SET PROBLEM. Reproduce all of the data that follows, character for character.

EXTRACTED DATA.

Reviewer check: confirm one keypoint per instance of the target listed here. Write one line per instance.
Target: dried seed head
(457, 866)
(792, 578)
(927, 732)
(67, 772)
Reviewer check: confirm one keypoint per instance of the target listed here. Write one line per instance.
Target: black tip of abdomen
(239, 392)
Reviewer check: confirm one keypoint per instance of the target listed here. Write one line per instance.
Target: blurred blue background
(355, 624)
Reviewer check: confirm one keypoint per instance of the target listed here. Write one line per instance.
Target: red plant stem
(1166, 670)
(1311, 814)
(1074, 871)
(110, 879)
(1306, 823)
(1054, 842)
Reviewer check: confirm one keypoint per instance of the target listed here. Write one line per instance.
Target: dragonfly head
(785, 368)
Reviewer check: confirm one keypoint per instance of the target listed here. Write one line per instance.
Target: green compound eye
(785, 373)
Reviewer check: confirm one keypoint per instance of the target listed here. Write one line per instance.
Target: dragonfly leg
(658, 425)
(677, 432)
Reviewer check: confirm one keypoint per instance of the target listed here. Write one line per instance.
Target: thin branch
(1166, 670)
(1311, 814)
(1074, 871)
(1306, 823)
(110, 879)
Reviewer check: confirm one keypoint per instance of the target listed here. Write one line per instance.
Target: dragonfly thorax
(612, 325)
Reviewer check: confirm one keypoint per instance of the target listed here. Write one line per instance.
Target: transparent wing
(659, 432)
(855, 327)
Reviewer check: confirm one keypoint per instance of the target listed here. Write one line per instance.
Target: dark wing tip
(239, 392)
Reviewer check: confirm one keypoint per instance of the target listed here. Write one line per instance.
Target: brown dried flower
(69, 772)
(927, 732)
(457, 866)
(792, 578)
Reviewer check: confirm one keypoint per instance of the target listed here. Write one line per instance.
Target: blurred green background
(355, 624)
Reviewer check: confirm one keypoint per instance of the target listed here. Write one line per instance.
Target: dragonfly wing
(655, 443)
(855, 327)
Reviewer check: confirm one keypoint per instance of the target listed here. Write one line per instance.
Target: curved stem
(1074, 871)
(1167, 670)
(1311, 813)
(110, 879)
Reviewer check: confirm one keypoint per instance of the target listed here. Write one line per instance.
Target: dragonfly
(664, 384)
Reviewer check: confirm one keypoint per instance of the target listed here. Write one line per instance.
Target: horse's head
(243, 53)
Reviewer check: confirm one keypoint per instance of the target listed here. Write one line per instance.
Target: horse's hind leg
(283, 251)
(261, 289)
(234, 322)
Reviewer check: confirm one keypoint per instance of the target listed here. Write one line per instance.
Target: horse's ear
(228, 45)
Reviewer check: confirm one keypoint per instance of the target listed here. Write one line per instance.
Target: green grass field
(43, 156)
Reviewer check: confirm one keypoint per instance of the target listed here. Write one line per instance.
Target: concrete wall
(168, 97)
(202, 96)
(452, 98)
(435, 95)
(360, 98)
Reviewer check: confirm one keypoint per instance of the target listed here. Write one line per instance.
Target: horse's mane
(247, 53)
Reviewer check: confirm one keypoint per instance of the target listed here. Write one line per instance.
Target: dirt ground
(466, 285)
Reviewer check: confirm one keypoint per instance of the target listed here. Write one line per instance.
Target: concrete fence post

THE RESULT.
Reviewer check: confirm one keypoint per instance of the target listed here. Write one line per instance.
Target: dried seed head
(457, 866)
(792, 578)
(927, 732)
(67, 772)
Reviewer check: confirm one keypoint per instance of the target listed here. Write one line per instance.
Target: black tip of abdomen
(239, 392)
Reviewer check: confirm one keypoint per instance of the target listed here. Write one line per instance.
Target: blurred blue background
(355, 624)
Reviewer check: confirm one keypoint per instance of the target listed here. Write one line per instance.
Target: red plant stem
(1166, 670)
(1311, 814)
(1074, 871)
(110, 879)
(1306, 823)
(1054, 842)
Reviewer check: confirm one keypoint per instance of the target listed here. Write one line per instance.
Target: dragonfly head
(785, 368)
Reviewer check: confirm one keypoint per instance of the target listed here. Write one line per instance.
Target: green compound eye
(785, 373)
Reviewer check: confirm one keypoint per instance of the target listed here. Write one line per instance.
Target: dragonfly leg
(658, 425)
(677, 432)
Reviewer check: confirm one keypoint per instance of the target listed here. Write one line per instance.
Target: thin branch
(1166, 670)
(1311, 814)
(1074, 871)
(1306, 823)
(110, 879)
Reviewer check: confirm one keypoint per instance of the target listed here. Write one line per instance.
Target: dragonfly thorax
(612, 325)
Reviewer check: confirm one keypoint per instance of the target listed here. Write one line per instance.
Target: transparent wing
(659, 432)
(855, 327)
Reviewer check: confirm one keypoint per instance of the target listed here. Write one line per instance.
Target: dark wing tip
(239, 392)
Reviewer check: confirm one keypoint per instance of the target listed here. Write one line per instance.
Target: brown dried flower
(69, 772)
(927, 732)
(457, 866)
(792, 578)
Reviewer check: confirm one keypoint per instance of the target listed here. Write one line per instance.
Target: blurred green background
(355, 624)
Reviewer check: confirm one keypoint per instance of the target listed here. Write one line per instance.
Target: dragonfly wing
(655, 443)
(855, 327)
Reviewer check: confirm one keypoint per instance of the target listed here. Write one line per instance.
Target: curved stem
(1074, 871)
(1167, 670)
(1311, 813)
(110, 879)
Reviewer check: confirm one keypoint per instance of the target listed here. Write one line per instance.
Target: dragonfly
(664, 384)
Reviewer check: confirm one keypoint per instance of the target listed here. Write one line per instance.
Target: horse's head
(243, 53)
Reviewer check: confirm one keypoint per instance of the target listed here. Write one line per instance.
Target: horse's hind leg
(283, 251)
(261, 289)
(234, 322)
Reviewer check: confirm one keypoint per instance of the target listed here. Write one line per instance.
Target: horse's ear
(228, 45)
Reviewer check: confirm one keypoint per instance of the target listed here. Write one line per instance.
Target: green grass field
(43, 156)
Reviewer check: confirm one keypoint per instance of the target listed here. Write one line per instance.
Target: concrete wall
(168, 97)
(202, 96)
(452, 98)
(435, 95)
(360, 98)
Reviewer check: confirm one keypoint per instance of the target listed here. Write one line per instance.
Target: horse's mane
(247, 53)
Reviewer check: confirm one keypoint per instance of the target listed here. Write one line per instance.
Target: dirt ground
(466, 285)
Reviewer check: confirm one keypoint per instance of the target listed here. Write one line per instance.
Target: concrete fence post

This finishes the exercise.